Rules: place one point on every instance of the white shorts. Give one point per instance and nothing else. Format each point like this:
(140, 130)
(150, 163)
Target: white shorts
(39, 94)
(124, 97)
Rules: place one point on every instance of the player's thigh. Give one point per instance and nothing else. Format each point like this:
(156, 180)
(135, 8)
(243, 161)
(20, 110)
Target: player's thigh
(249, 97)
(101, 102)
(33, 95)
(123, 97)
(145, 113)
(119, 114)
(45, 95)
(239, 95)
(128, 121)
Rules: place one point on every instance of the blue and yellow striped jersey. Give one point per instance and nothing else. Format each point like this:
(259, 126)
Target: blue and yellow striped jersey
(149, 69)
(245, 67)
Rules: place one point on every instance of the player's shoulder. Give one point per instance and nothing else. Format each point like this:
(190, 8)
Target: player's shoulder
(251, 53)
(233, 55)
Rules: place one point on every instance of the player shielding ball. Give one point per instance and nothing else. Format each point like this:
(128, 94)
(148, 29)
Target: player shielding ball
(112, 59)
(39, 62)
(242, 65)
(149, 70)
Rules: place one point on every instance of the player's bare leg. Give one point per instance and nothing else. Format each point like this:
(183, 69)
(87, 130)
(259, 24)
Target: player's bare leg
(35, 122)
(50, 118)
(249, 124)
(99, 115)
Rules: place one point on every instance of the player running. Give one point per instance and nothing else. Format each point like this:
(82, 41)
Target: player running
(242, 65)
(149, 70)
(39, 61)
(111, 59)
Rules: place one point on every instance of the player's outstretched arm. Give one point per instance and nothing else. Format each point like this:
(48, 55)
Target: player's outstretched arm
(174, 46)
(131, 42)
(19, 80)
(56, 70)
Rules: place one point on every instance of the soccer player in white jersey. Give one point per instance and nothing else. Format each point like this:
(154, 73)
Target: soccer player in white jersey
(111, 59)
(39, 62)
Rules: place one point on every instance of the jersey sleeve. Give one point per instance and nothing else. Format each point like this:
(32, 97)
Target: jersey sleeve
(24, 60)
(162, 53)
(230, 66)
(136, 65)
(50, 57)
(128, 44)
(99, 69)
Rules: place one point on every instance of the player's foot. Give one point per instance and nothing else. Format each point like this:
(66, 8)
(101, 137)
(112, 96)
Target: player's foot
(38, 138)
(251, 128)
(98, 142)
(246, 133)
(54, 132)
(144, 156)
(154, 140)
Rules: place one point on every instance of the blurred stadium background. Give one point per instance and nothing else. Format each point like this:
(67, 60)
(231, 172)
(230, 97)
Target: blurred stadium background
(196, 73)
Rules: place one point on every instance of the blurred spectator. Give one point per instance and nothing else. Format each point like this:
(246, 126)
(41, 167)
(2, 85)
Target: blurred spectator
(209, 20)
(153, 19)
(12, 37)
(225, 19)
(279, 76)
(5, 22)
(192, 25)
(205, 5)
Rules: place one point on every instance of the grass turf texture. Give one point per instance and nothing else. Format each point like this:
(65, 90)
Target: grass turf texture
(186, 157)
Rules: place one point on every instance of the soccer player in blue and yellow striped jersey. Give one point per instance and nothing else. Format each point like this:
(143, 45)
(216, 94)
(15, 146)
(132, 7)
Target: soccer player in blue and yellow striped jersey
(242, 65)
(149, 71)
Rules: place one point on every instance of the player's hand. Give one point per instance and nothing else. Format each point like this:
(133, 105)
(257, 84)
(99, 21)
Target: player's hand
::::
## WHAT TO DO
Every entry should be printed again exactly as it stands.

## EXPECTED ANSWER
Rules: place one point on every instance of the white shorts. Give one point per instance and nothing else. Format each point like this:
(140, 130)
(150, 163)
Target: white shorts
(39, 94)
(124, 97)
Rules: place one point on every instance of the player's thigh. Give one point per instance and nothing else. Format each point like this:
(156, 180)
(135, 8)
(243, 161)
(20, 110)
Target: player's thigh
(249, 97)
(101, 102)
(33, 95)
(123, 97)
(145, 113)
(119, 114)
(45, 95)
(239, 95)
(128, 121)
Rules: place one point on every instance of the blue and yellow striped jersey. Give one point per instance and nothing else. Format each point like this:
(259, 126)
Target: blue and yellow striped jersey
(149, 69)
(245, 67)
Rules: place one point on every instance of the player's shoulder. Give one point per instance and nothing else. Format each point like this:
(190, 8)
Target: player's shoulder
(251, 53)
(233, 55)
Rules: place one point on every instance of the player shielding ball. Give one point per instance and nothing else. Format each point like this:
(128, 94)
(148, 29)
Target: player shielding ball
(112, 59)
(39, 62)
(242, 65)
(149, 70)
Rules: place one point on every instance of the player's bare leg. Give one point per instance and nothing else. Format each point like this:
(183, 69)
(87, 130)
(259, 24)
Target: player's bare leg
(35, 122)
(50, 118)
(249, 124)
(99, 115)
Rules: place one point on every instance of the player running. Give one point per instance and nothing else. Format each point like this:
(82, 41)
Target: player running
(242, 65)
(149, 70)
(39, 61)
(111, 59)
Rules: place one point on every instance of the player's outstretched arm. Give one point per instance and nothing else. Format each point like this:
(48, 55)
Target: player's outstretched arm
(174, 46)
(131, 42)
(19, 80)
(56, 70)
Rules: place one point on every instance of the soccer player in white jersey. Give one point per instance and nothing else. Format each point like this:
(154, 73)
Target: soccer player in white jersey
(111, 59)
(39, 62)
Rules: place one point on every instance of the jersey sleeve. Give one point per instance and nothing else. Format each point like this:
(32, 97)
Target: jersey sleeve
(24, 60)
(162, 53)
(230, 66)
(136, 65)
(50, 57)
(128, 44)
(99, 69)
Rules: place one point on every instance of the player's foot. Give one point per instance and nothing else. Format each point like this:
(66, 8)
(101, 137)
(112, 96)
Target: player's foot
(38, 138)
(251, 128)
(98, 142)
(246, 133)
(54, 132)
(144, 156)
(154, 140)
Rules: place one point on every instance of the blurred stadium background. Give one point per instance and nothing else. Format each point like this:
(67, 60)
(231, 172)
(230, 97)
Target: blurred stadium background
(196, 73)
Rules: place one point on every instance of the blurred spectator. Give one point per instance and nothing else. Format each point like this:
(246, 126)
(41, 167)
(2, 85)
Target: blurred spectator
(209, 20)
(153, 19)
(12, 37)
(225, 19)
(279, 76)
(5, 22)
(192, 25)
(205, 5)
Rules: place one point on every instance of the grass turf texture. Give one point per instance and nothing else. Format each point like this:
(65, 90)
Target: grass turf texture
(186, 157)
Rules: place one point on every instance of the soccer player in blue and yellow striped jersey. Give one point per instance and nothing else. Format each point like this:
(143, 45)
(216, 94)
(15, 146)
(132, 7)
Target: soccer player in blue and yellow striped jersey
(242, 65)
(149, 71)
Rules: place one point on every instance of the player's hand. Give one point per instance and nothing else. Format each point like this:
(133, 105)
(257, 84)
(99, 21)
Target: player's hand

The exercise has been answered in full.